» **Input records**:
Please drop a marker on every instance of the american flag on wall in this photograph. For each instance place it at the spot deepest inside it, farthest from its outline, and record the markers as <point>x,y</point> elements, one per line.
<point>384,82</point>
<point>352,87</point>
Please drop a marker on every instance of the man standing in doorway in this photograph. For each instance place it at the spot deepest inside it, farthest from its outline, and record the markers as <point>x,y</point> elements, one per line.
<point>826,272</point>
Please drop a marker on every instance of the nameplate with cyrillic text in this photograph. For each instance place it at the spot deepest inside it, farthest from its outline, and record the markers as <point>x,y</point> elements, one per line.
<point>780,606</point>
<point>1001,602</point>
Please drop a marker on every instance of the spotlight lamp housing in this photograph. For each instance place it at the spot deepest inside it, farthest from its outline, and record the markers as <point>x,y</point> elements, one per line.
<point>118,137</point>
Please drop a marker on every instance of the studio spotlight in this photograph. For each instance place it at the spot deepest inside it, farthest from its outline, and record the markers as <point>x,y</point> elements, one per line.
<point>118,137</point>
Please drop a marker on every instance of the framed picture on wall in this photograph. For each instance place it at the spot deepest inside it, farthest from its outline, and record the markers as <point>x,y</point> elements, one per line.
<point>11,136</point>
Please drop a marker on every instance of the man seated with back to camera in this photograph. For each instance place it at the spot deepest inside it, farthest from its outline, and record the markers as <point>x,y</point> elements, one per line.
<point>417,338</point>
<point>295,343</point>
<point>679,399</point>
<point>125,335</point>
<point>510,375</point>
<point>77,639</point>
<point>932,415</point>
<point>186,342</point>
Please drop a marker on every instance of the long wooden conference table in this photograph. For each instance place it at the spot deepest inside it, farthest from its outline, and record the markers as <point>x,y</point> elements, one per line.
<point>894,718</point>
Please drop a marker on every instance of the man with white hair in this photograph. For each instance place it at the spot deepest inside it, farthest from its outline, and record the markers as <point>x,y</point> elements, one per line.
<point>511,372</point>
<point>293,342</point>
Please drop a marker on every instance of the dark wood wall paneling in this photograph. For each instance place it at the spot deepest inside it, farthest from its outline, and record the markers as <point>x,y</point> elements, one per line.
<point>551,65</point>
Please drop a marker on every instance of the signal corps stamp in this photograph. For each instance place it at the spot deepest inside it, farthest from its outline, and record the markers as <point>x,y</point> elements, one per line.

» **What this task involves**:
Reproduce every item above, substituting "place a point on" for each occurrence of "drop a marker on" and leaving all other text unchanged.

» **The completed task**:
Please place a point on every instance of the american flag on wall in this photograph. For each instance place it at the spot deepest inside it, farthest from its outline, and record the markers as <point>x,y</point> elements, one per line.
<point>384,82</point>
<point>352,87</point>
Please place a point on every instance of the man standing in doorway in this photograph. For each instance place it at the spot deepest inside it, farthest from its outline, and record the markers as <point>x,y</point> elements, one per line.
<point>826,272</point>
Please place a point on every instance of the nameplate with cyrillic text in this photograph. For each instance place it at the spot deepest inside it, farthest from its outline, and record the markers as <point>x,y</point> elements, one per line.
<point>780,606</point>
<point>1001,602</point>
Please place a point on every instance of the spotlight lamp housing in this photograph. For each instance place it at the spot deepest inside it, farthest from its outline, and record the markers as <point>x,y</point> elements, one per line.
<point>118,137</point>
Please place a point on every instance of the studio spotlight in this photograph. For each instance place it at the spot deepest inside it, farthest from its outline, and record the markers as <point>x,y</point> elements, one per line.
<point>118,137</point>
Please place a point on every instance of the framed picture on wall in this photograph. For each instance place it at the spot deepest inside it, farthest from its outline, and record the markers as <point>x,y</point> elements, one per line.
<point>11,136</point>
Please place a point on every instance of the man seated with back to camera in this photograph. For each instance place it at the spot deepest inside it, farthest from its outline, and record the markers as <point>x,y</point> elements, one per line.
<point>417,338</point>
<point>295,343</point>
<point>679,399</point>
<point>125,335</point>
<point>510,375</point>
<point>77,639</point>
<point>932,415</point>
<point>186,342</point>
Please place a point on every instance of the long wooden conference table in this photograph. For each instance place it at the spot deepest inside it, farthest from its outline, and record the markers as <point>x,y</point> elements, one per line.
<point>894,718</point>
Please place a point on every instance of the man with white hair in this photograph. For each instance place it at the spot deepest inside it, farthest from its outline, and record the markers as <point>x,y</point> elements, one per line.
<point>511,372</point>
<point>293,342</point>
Please place a point on every instance of the dark wood wall paneling in this photograph. For each instance place it at the spot deepest inside it, farthest from its outline, and record the markers as <point>x,y</point> elements, one per line.
<point>551,65</point>
Please place a point on every instance of the signal corps stamp in this photograph. For each instance place it at the spot deepest inside it, farthest from its outline, and record the markers as <point>x,y</point> elements, one per line.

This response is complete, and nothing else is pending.